Given entries:
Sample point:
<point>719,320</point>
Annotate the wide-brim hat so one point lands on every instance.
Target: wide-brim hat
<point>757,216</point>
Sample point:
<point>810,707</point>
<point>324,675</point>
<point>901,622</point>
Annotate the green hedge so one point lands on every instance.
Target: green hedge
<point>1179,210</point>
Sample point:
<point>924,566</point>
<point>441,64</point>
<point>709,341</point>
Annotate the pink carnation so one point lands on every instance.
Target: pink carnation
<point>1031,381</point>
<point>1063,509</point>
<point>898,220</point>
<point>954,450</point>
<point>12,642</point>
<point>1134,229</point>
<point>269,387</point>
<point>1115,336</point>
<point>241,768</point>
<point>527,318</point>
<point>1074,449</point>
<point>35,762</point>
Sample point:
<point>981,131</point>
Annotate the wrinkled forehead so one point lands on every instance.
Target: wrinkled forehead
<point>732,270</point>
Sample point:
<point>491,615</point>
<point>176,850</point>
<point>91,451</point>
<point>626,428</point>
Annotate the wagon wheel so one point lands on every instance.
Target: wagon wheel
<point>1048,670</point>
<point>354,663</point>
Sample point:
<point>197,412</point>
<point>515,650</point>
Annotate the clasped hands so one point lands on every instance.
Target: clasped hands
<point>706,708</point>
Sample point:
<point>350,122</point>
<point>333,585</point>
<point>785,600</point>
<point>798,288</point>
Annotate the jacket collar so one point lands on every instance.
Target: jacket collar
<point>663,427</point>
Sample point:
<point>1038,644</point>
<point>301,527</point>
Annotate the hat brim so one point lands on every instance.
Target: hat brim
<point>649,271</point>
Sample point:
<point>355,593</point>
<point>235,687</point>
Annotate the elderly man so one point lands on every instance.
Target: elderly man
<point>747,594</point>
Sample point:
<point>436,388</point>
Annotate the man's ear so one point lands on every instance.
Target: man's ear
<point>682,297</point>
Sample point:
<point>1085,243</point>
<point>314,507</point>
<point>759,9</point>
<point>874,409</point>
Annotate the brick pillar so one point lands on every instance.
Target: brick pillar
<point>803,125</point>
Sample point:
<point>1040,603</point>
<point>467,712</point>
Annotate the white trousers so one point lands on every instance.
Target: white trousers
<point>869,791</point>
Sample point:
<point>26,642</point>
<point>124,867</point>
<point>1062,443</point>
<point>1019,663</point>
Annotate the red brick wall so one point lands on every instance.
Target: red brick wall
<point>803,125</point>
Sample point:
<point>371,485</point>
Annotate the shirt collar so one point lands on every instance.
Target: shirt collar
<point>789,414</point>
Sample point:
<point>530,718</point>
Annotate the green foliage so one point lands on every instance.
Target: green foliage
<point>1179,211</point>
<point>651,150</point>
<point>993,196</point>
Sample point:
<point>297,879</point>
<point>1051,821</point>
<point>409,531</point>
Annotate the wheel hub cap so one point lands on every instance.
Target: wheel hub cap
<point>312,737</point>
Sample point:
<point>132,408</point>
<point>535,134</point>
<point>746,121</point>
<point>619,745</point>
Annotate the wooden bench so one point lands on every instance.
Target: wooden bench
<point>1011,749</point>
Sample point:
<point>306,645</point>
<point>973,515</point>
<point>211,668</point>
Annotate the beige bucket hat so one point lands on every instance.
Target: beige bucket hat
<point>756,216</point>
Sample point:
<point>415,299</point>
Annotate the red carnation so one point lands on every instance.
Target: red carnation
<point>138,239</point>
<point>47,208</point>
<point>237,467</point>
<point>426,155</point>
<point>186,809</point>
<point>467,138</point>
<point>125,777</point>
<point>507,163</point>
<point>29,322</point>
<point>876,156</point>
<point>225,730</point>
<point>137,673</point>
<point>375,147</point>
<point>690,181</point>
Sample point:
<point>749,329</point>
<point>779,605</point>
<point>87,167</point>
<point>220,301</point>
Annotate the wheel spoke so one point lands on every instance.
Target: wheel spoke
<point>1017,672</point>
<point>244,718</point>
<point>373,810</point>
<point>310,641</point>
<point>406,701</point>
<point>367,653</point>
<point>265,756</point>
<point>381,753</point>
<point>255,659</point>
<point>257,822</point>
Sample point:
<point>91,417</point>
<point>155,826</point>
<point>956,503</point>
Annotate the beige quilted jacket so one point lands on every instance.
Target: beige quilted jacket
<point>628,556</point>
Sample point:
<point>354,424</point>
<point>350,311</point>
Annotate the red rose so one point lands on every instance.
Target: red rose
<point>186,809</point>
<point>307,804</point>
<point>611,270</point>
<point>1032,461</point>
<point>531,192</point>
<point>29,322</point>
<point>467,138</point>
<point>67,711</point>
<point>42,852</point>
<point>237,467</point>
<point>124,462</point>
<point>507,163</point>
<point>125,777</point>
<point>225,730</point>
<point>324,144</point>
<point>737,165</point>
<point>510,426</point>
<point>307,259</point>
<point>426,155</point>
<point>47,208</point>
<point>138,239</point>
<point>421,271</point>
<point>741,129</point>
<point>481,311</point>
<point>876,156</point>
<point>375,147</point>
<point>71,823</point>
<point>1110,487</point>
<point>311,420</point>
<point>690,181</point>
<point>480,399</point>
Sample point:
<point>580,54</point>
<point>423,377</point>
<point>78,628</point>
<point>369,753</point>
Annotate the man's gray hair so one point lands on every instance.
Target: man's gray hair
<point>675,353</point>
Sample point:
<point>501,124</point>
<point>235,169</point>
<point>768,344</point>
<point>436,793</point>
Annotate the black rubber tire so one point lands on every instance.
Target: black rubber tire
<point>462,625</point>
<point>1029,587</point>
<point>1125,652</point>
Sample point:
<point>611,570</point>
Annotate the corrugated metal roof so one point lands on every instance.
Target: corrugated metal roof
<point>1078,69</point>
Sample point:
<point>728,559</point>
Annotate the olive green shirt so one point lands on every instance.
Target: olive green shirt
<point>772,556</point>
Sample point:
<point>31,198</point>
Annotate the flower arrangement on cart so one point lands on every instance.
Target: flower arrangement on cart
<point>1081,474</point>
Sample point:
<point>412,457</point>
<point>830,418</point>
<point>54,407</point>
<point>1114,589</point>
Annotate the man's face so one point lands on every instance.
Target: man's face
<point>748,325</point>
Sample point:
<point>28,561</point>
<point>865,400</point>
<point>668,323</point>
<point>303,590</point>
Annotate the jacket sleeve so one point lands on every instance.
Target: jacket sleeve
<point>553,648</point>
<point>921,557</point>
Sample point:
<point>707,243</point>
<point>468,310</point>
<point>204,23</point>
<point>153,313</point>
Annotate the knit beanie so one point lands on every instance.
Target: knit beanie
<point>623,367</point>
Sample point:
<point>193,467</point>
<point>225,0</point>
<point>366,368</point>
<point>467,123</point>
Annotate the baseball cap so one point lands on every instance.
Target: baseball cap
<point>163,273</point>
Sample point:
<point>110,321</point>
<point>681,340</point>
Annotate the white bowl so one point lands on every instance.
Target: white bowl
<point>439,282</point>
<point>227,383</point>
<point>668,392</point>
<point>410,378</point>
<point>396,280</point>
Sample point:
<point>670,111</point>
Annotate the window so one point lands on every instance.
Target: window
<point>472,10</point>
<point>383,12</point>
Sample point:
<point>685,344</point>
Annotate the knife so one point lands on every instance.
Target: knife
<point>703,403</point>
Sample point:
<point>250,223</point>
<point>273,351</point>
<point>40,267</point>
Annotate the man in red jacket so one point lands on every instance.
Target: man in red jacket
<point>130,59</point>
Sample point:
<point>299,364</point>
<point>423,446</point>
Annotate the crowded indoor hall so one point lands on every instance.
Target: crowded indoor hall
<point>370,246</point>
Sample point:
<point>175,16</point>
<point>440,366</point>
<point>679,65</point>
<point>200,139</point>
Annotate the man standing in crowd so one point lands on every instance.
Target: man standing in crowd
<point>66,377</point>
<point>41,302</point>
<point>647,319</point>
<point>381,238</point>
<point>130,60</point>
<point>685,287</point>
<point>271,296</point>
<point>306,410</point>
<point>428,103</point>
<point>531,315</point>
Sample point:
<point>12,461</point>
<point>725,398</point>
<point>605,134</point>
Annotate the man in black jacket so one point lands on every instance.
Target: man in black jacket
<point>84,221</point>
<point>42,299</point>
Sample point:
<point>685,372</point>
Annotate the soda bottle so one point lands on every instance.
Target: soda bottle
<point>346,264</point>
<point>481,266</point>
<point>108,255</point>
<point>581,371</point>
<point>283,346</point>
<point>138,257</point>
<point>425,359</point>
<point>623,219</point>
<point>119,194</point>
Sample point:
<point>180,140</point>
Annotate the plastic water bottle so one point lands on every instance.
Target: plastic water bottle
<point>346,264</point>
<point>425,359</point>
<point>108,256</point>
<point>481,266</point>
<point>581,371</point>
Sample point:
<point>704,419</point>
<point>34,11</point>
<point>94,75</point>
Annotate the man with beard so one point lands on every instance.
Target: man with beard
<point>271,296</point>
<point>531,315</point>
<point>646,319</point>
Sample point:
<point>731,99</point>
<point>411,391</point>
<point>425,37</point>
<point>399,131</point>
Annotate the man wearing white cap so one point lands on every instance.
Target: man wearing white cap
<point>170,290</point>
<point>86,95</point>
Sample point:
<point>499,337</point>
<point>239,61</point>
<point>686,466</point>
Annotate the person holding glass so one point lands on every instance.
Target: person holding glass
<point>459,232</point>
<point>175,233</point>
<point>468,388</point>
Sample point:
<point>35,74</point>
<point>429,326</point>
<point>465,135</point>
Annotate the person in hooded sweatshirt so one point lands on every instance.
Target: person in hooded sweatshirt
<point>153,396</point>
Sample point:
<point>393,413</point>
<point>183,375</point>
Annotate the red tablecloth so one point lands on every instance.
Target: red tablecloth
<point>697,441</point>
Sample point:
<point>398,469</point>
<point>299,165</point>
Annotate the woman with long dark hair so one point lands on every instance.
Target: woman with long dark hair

Task details: Taking the entries above, write out exactly each line from the one holding "<point>1062,443</point>" to the one holding "<point>530,718</point>", both included, and stop there.

Answer:
<point>1062,443</point>
<point>1019,663</point>
Annotate the red brick wall so one point lands on every instance.
Target: red brick wall
<point>803,125</point>
Sample point:
<point>371,485</point>
Annotate the shirt collar so one point lands on every instance.
Target: shirt collar
<point>789,414</point>
Sample point:
<point>530,718</point>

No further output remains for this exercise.